§ **TEXT SHOWN**
==========

Of course, classical reflationists argue that the Fed is doing precisely the right thing by using low interest rates to force liquidity into private assets. One reader of my work rebukes those who argue for monetary restraint and invokes Irving Fisher in his famous 1931 “Econometrica” article. By lowering rates on Treasury bonds below where they might otherwise be, he argues, Bernanke “is likely to push investors into corporate bonds and lower spreads–which, in the end, are the ONLY real engines of growth in the financial markets.”
The trouble with this argument, like the neo-Keynesian corollary about the use of debt to fund fiscal stimulus, is that expedients such as low interest rates and deficit spending are meant to stimulate economic growth on the margins, not to replace private sector demand and economic activity that does not exist. Bernanke and his fellow travelers on the FOMC, it seems, have entirely embraced the world view of Paul Krugman and Robert Reich, and echoed among the inflationati in the EU led by Martin Wolf, that new monetary emissions are an apt replacement for fiscal spending.
The problem with living in a world where relativity is the operative standard is that there is no truth in an objective sense. Political survival, not civil society, is the first priority, so members of the FOMC will say and do anything to get through the day, no matter how internally inconsistent or reckless. Until Bernanke and the FOMC start to recognize that their well-intentioned efforts to help the domestic US economy are creating the precursor for future global economic collapse, we cannot truly bring the Fed under effective public control and begin the process of national restructuring in America.
Wow, you’re totally clueless.
Printing money?
You do realize that the Bureau of Engraving and Printing, which is part of Treasury, physically prints the money (along with the Mint, also part of Treasury, which coins physical money too)?
Now, just when these amateurs claim they know that, let’s talk about the money supply: There has not been any big change in the money supply (M2). I mean, have you even taken the 10 seconds necessary to create a graph from FRED?
Clearly, you screwed up excess reserves with money. Good job hombre. Do you need a lesson in channel-corridor economics too?
So, please tell me how monetary policy neither rejuvenates the economy nor creates jobs using the principle of monetary nonneutrality given price stickiness.
And I dare you to find empirical evidence that monetary policy created the housing bubble. Here’s a hint, it ain’t out there, no matter what phony coefficients John Taylor uses.
You know damn well that Wall Street pumped up the bubble with financial innovation, and so do good economists who have done more rigorous work than you have with your watered down MBA classes.
Finally, commodity prices are very volatile and have generally foreshadowed neither major inflation nor major deflation.
Why weren’t you and your ilk whining about deflation back in late 2007/early 2008 when commodity prices plunged?
And, by the way, those very volatile commodity prices I just mentioned have now pushed the overall commodity index back to where it was before it plunged back in December 2007, when, you know, output also plunged.
So there you have it. An investment manager and blogger who cannot even understand that commodity prices have been driven by growth and not monetary policy.

==========

Stored items from a collection:

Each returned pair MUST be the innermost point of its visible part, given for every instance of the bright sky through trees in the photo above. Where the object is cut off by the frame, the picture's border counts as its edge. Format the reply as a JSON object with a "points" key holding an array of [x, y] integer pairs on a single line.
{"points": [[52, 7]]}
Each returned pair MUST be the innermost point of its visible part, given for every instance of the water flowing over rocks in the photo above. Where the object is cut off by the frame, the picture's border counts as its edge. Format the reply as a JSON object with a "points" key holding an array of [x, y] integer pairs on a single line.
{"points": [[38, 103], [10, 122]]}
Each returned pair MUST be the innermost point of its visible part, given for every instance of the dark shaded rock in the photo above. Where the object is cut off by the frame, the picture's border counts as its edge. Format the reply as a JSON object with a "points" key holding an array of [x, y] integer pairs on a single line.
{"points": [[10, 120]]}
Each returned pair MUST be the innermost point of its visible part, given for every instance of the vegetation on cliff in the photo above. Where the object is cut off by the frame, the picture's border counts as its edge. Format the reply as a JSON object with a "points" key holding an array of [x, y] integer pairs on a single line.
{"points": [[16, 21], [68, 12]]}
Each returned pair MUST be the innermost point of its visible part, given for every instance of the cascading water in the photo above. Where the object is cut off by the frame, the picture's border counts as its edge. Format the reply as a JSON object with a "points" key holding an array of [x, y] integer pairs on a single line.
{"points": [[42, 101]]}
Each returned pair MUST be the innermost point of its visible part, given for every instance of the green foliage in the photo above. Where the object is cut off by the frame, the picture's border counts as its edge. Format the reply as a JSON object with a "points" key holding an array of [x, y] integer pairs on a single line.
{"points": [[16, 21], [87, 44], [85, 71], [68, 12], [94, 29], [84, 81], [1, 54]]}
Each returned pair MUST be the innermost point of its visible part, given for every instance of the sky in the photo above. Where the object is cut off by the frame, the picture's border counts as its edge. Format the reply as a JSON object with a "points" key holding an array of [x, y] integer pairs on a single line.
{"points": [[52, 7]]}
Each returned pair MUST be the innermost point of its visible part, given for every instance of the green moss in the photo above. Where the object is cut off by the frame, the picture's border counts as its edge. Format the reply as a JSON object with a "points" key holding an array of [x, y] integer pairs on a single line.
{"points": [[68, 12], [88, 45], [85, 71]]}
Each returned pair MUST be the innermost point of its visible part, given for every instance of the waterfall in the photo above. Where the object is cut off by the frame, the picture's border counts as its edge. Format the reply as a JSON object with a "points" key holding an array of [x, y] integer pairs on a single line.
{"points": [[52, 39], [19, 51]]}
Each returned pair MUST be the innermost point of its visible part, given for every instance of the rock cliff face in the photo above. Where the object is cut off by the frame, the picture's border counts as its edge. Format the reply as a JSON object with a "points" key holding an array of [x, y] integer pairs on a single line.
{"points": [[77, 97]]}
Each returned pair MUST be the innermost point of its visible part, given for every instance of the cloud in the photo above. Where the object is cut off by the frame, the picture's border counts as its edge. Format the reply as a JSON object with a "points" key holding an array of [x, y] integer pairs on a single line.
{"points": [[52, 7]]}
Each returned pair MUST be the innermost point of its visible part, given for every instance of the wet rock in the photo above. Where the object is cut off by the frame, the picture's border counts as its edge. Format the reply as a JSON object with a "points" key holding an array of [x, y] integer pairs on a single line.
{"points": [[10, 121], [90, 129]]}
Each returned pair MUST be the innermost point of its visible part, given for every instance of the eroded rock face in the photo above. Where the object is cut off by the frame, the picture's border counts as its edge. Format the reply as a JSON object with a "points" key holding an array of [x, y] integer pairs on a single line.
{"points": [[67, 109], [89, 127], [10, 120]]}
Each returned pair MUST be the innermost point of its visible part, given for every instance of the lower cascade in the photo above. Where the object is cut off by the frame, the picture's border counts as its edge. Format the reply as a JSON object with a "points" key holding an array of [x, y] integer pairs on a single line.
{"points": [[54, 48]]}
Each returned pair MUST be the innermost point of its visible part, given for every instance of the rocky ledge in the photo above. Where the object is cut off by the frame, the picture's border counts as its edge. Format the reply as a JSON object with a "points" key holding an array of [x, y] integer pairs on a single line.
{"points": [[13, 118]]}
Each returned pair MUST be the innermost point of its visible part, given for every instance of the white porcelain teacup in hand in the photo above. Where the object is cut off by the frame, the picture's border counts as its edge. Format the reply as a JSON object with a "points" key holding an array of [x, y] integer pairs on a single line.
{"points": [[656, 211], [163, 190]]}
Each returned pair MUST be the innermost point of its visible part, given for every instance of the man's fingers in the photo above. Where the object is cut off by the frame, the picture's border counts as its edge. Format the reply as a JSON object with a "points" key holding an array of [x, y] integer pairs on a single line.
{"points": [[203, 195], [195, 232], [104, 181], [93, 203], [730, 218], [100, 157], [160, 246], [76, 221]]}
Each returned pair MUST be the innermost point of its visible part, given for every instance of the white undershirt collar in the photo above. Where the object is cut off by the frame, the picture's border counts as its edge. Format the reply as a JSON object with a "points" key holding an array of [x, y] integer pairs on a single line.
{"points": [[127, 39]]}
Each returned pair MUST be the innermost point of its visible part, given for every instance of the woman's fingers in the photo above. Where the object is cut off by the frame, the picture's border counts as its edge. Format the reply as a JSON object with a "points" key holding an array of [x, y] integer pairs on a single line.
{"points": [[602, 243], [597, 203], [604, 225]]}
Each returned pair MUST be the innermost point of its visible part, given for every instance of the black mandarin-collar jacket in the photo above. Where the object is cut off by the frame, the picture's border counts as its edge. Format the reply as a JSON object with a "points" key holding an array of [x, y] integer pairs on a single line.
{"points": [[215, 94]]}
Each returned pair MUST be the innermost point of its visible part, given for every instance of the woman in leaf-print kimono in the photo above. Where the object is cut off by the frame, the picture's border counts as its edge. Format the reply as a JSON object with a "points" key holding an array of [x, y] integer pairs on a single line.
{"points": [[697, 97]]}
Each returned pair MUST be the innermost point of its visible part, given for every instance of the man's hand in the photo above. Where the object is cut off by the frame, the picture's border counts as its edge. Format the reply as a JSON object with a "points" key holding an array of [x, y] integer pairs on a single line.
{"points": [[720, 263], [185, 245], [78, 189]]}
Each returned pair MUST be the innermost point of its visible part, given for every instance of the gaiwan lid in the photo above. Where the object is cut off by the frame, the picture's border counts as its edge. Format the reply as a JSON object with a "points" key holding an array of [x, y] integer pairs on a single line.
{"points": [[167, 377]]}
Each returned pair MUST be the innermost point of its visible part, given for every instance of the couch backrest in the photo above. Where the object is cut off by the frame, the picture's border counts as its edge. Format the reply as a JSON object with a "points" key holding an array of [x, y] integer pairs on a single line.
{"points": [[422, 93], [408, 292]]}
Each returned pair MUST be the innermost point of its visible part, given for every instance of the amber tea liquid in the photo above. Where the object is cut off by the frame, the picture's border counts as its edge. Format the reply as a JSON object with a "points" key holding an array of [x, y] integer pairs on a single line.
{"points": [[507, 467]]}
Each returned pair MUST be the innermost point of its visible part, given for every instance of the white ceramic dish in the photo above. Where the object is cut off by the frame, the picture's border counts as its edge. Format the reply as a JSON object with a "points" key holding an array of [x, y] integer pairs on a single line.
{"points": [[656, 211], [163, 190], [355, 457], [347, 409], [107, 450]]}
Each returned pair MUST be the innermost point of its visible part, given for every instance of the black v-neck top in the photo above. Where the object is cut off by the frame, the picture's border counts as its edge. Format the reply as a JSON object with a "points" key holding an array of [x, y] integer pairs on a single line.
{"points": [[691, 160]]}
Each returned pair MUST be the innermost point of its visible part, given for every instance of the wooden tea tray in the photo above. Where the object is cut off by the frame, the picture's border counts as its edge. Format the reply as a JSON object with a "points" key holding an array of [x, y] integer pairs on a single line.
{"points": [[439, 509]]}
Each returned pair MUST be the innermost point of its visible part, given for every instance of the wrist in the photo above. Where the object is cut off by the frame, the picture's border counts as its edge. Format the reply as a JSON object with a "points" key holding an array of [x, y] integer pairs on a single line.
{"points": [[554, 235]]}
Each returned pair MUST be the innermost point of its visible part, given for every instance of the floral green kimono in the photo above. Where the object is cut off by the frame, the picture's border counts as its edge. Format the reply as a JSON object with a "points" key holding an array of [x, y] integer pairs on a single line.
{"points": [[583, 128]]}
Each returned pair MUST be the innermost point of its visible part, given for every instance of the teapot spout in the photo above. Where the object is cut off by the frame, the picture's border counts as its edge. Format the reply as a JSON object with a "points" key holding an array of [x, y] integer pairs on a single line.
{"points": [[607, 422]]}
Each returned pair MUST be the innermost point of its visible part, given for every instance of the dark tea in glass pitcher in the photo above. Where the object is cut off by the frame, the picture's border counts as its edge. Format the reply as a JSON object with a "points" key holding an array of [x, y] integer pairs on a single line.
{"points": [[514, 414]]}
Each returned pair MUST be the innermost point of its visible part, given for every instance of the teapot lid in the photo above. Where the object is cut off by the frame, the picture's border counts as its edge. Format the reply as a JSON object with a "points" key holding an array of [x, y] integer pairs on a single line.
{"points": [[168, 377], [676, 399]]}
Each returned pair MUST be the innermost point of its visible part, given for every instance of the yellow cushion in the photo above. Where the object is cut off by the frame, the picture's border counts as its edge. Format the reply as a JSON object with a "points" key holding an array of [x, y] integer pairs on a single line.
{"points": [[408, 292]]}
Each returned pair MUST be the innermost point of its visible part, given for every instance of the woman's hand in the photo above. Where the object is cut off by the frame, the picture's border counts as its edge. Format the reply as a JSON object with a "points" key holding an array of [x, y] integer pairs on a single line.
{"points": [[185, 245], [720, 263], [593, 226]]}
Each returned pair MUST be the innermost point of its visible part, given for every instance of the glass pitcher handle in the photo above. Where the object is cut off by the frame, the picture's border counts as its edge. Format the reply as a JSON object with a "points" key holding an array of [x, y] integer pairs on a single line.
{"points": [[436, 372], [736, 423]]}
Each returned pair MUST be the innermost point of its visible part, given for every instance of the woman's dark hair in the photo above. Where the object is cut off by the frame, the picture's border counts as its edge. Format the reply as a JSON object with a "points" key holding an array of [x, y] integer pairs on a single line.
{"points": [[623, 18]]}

==========

§ **EXERCISE 1**
Please decide whether each statement agrees with the Fed policy text, answering yes or no and quoting the words of the text that settle it. (a) The Bureau of Engraving and Printing is part of Treasury. (b) There has been a big change in the money supply (M2). (c) The reader invokes an Irving Fisher article from 1935.
§ **EXERCISE 2**
Rewrite the passage of the Fed policy text that begins at the words "You do realize" and stops after "John Taylor uses.", putting "supply of money" wherever "money supply" appears.

§ **TASK SOLUTION 1**
(a) Yes: "the Bureau of Engraving and Printing, which is part of Treasury, physically prints the money"
(b) No: "There has not been any big change in the money supply (M2)."
(c) No: "invokes Irving Fisher in his famous 1931 “Econometrica” article"

§ **TASK SOLUTION 2**
You do realize that the Bureau of Engraving and Printing, which is part of Treasury, physically prints the money (along with the Mint, also part of Treasury, which coins physical money too)?
Now, just when these amateurs claim they know that, let’s talk about the supply of money: There has not been any big change in the supply of money (M2). I mean, have you even taken the 10 seconds necessary to create a graph from FRED?
Clearly, you screwed up excess reserves with money. Good job hombre. Do you need a lesson in channel-corridor economics too?
So, please tell me how monetary policy neither rejuvenates the economy nor creates jobs using the principle of monetary nonneutrality given price stickiness.
And I dare you to find empirical evidence that monetary policy created the housing bubble. Here’s a hint, it ain’t out there, no matter what phony coefficients John Taylor uses.